## [Given data]
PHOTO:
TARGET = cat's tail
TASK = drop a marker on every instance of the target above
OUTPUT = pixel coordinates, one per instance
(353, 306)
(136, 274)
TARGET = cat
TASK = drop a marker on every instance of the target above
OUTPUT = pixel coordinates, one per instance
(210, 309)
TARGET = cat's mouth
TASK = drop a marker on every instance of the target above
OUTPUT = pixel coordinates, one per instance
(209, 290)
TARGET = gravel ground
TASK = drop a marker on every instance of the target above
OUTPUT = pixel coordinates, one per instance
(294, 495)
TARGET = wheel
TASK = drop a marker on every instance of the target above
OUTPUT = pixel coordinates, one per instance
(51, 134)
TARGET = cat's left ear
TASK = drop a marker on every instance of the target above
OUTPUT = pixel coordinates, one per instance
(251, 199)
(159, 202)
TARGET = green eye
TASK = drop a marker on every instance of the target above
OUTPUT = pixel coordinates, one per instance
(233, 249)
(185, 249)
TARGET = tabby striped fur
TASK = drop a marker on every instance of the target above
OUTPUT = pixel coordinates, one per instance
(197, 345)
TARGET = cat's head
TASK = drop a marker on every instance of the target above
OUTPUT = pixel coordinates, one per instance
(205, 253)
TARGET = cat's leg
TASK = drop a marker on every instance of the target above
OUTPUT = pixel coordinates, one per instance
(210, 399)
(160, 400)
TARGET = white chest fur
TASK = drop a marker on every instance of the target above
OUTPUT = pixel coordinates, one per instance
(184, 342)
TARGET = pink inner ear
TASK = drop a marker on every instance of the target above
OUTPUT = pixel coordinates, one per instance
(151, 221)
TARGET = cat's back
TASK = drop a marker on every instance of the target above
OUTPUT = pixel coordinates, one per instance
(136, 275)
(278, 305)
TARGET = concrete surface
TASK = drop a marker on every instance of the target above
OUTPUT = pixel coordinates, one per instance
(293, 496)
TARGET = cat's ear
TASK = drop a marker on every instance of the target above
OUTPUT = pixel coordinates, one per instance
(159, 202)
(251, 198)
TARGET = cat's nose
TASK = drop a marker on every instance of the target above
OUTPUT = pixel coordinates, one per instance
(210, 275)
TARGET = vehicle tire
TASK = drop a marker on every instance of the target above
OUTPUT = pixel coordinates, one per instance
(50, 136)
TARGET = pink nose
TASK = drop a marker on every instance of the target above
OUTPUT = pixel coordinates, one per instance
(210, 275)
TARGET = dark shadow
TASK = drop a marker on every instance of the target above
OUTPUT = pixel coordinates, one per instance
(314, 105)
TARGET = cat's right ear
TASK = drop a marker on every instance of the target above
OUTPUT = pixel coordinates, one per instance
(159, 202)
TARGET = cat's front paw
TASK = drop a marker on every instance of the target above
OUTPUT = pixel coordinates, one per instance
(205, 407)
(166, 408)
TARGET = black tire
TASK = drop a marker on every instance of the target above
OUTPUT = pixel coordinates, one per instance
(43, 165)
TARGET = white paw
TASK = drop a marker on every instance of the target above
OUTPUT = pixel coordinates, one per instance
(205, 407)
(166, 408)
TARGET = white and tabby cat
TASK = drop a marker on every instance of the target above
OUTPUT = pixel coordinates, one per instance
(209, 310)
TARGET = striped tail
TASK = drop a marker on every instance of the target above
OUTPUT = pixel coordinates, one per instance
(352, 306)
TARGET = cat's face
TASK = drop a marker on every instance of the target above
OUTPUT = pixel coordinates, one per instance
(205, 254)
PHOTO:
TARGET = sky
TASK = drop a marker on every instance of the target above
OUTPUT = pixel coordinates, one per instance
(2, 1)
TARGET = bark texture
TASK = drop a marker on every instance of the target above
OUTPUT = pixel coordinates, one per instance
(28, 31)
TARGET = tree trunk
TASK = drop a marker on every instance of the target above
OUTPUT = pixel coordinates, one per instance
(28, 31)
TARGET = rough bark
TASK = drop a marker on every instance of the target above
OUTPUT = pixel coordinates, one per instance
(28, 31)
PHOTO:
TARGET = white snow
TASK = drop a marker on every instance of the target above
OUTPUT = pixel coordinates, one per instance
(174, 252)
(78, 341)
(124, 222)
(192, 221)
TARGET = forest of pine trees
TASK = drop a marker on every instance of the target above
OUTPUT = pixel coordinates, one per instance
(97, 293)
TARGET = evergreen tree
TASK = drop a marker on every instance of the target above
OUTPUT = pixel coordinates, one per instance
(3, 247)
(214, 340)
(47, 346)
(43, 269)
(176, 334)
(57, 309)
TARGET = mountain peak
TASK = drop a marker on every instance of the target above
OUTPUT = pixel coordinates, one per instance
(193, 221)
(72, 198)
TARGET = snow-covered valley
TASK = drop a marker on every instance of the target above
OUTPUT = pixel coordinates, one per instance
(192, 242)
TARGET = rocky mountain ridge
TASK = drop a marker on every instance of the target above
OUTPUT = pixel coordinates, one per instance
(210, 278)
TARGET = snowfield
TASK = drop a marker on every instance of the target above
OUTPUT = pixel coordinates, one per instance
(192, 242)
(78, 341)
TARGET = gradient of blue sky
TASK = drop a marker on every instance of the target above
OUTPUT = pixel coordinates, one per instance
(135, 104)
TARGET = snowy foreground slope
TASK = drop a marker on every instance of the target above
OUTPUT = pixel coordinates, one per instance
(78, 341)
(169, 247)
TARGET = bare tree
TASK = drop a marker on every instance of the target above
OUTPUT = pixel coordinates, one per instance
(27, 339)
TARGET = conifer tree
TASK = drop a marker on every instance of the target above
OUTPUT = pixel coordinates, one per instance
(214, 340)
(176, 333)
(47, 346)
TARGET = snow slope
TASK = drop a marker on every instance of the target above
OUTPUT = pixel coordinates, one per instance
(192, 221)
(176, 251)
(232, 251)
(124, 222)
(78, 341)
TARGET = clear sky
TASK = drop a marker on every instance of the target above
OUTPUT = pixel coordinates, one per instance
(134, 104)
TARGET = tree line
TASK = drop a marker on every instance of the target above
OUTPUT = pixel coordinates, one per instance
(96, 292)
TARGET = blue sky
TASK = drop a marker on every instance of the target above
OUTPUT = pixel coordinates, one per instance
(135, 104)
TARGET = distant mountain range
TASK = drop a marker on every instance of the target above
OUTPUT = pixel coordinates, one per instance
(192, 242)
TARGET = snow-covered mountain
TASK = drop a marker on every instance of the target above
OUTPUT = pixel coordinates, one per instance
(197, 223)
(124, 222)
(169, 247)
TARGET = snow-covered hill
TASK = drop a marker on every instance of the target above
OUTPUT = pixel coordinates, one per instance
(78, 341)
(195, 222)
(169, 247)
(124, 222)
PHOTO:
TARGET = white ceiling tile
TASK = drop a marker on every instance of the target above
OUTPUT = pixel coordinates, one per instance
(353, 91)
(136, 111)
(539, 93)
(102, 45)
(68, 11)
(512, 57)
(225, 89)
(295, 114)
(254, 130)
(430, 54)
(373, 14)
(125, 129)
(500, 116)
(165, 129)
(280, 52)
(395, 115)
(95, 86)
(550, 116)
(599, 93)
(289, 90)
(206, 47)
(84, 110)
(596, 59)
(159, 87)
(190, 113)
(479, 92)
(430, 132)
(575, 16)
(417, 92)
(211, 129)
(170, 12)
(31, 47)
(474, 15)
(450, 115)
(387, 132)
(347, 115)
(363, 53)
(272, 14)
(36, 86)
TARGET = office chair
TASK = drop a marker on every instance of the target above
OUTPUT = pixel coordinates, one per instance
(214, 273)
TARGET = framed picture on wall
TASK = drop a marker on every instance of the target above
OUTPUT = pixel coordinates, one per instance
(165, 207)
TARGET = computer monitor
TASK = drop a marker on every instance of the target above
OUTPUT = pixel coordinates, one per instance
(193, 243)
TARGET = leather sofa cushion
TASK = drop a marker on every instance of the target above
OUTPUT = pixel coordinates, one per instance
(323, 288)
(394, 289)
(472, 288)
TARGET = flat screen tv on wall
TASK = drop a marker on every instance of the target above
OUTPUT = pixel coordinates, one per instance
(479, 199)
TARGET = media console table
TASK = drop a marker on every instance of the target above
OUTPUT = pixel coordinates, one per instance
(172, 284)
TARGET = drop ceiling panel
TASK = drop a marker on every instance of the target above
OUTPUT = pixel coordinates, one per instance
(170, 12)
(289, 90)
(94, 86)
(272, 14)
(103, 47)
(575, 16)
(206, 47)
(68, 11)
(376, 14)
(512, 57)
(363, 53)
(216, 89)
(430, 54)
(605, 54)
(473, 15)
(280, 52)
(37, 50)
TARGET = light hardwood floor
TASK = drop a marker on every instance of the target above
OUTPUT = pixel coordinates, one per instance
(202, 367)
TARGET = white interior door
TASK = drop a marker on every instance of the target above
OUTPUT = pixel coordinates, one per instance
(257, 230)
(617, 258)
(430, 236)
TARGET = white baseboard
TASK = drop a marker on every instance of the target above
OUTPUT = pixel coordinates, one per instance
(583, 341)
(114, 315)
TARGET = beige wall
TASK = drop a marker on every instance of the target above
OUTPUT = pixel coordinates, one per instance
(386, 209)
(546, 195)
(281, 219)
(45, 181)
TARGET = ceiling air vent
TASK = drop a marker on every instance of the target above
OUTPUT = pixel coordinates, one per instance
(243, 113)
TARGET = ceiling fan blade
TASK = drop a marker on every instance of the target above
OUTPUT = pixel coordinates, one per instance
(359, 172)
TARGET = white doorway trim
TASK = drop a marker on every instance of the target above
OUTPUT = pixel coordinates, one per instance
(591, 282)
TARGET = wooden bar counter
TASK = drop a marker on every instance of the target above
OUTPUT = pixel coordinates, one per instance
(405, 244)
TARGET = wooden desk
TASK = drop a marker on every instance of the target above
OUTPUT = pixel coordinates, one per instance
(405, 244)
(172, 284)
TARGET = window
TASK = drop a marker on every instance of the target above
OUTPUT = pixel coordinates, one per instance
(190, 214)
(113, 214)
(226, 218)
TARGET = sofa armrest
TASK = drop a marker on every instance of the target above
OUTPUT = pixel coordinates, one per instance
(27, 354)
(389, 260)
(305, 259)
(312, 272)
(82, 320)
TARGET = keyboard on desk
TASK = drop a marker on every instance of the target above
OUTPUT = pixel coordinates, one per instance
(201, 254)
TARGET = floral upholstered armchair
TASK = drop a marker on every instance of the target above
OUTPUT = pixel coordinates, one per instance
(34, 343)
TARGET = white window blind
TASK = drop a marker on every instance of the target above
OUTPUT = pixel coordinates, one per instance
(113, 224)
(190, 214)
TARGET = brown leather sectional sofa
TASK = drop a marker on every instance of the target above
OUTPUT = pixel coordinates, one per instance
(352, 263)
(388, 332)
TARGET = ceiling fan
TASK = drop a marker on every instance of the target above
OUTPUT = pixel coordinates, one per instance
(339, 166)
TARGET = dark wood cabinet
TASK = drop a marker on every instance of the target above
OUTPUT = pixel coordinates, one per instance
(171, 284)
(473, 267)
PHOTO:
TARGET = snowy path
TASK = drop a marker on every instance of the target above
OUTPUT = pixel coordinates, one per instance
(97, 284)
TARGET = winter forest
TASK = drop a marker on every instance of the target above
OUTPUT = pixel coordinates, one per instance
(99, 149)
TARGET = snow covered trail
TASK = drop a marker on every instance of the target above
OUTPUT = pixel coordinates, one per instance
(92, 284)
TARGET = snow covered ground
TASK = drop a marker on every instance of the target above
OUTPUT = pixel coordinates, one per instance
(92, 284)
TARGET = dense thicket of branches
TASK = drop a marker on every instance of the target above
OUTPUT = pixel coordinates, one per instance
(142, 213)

## [Required task]
Reproduce without changes the lines of the records above, from the line that contains "TARGET = snow covered trail" through the final line of the records, both included.

## [Response to this exercise]
TARGET = snow covered trail
TASK = drop a marker on every instance of the target above
OUTPUT = pixel coordinates, one per instance
(92, 284)
TARGET = snow covered ground
TASK = drop a marker on every instance of the target above
OUTPUT = pixel coordinates, one per instance
(92, 284)
TARGET = dense thicket of branches
TASK = drop a marker on every instance of the target above
OUTPUT = pixel coordinates, one per instance
(142, 213)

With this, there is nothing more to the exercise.